Mere inches away but inhabiting their own world, Lex and Dr. Sabine waited out their 48-hour observation period inside a storage container. Though they were effectively cut off from the episode’s action, these close quarters afforded them the chance to finally bury their grudges and get on the same page about this virus sitch. Lex was still pretty steamed at Dr. Sabine for not being fully honest about the outbreak (as well as her methods for quashing it); Dr. Sabine was clearly reluctant to trust a guy who speaks three times slower than she does. But if Lex had any distrust for her motives going into that container, he was now convinced of her priorities: She really did want to end this outbreak, even if it required a total lack of compassion. She recounted the time her mentor suddenly became infected after attempting to comfort a dying man without realizing his glove was torn. In entertainment, we’re trained to despise the compassionless, but I think we can all agree real life needs more calculated pragmatists like this lady.

Except for a man who was shot in the head by the National Guard, Katie fared the worst of anyone in the riot. She and Jake headed into the scrum to retrieve a couple of girls who had been removed from the hospital by some random idiot. Jake discovered one of the girls was possibly infected, but Katie didn’t know this when she later attempted to rescue the bleeding and dying girl from a crashed car. Their bodily fluids couldn’t have intermingled more, so the look on Katie’s face when Jake informed her she had been exposed was something like extreme anguish meets facepalm. And while Katie immediately took a frantic, cold, clothed shower, Jake’s sobs as he waited around the corner didn’t do much to make us optimistic. They had only just had their first proper date! Still, one thing to keep in mind is that Katie is the female lead. So yeah. Maybe we shouldn’t stress too much.

Outside the cordon, the conspiracy subplot continued onward as Leo dug deeper into the security footage of Patient Zero. In order to connect the original infected guy with Dr. Cannerts, he needed to obtain confidential phone records, so thank goodness he had an old friend in the NSA! Unfortunately, she wasn’t able to directly connect the two parties, only trace Patient Zero’s outgoing calls to somewhere in Nantucket. Because the urgency of the virus seems way more important than its origins, it’s hard to get too roused by this plotline, but fingers crossed it’s going somewhere interesting. Does the President himself summer in Nantucket? Fingers crossed.

Order among chaos was the overall theme of “A Kingdom Divided Against Itself,” and judging by how things went, Chaos won. Perhaps it was intentional the riot itself was so confusing and senseless — not even the National Guard seemed to know what they were doing inside the walls or why they were opening fire on citizens — but I’ll take confusing chaos over boring any day. And now that the episodes have finally caught up to the flash-forward, there’s an added excitement about where the story goes from here. Though we know Containment probably won’t be back for another season, there’s still a chance this one will end in a memorably satisfying way, so let’s hope it starts going for broke. And one more thing: Please, no more kids.

Containment airs at 9 p.m. Tuesdays on The CW.

━━━━━━━━

● Problem to solve:
Please copy the passage of the Containment recap that opens with "Order among chaos" and closes with "no more kids.", word for word. The material that comes next has no connection to the recap.

● Supplied material:
━━━━━━━━

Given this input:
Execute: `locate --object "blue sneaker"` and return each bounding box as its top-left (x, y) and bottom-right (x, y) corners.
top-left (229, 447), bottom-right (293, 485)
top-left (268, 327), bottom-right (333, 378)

━━━━━━━━

● Output for this task:
Order among chaos was the overall theme of “A Kingdom Divided Against Itself,” and judging by how things went, Chaos won. Perhaps it was intentional the riot itself was so confusing and senseless — not even the National Guard seemed to know what they were doing inside the walls or why they were opening fire on citizens — but I’ll take confusing chaos over boring any day. And now that the episodes have finally caught up to the flash-forward, there’s an added excitement about where the story goes from here. Though we know Containment probably won’t be back for another season, there’s still a chance this one will end in a memorably satisfying way, so let’s hope it starts going for broke. And one more thing: Please, no more kids.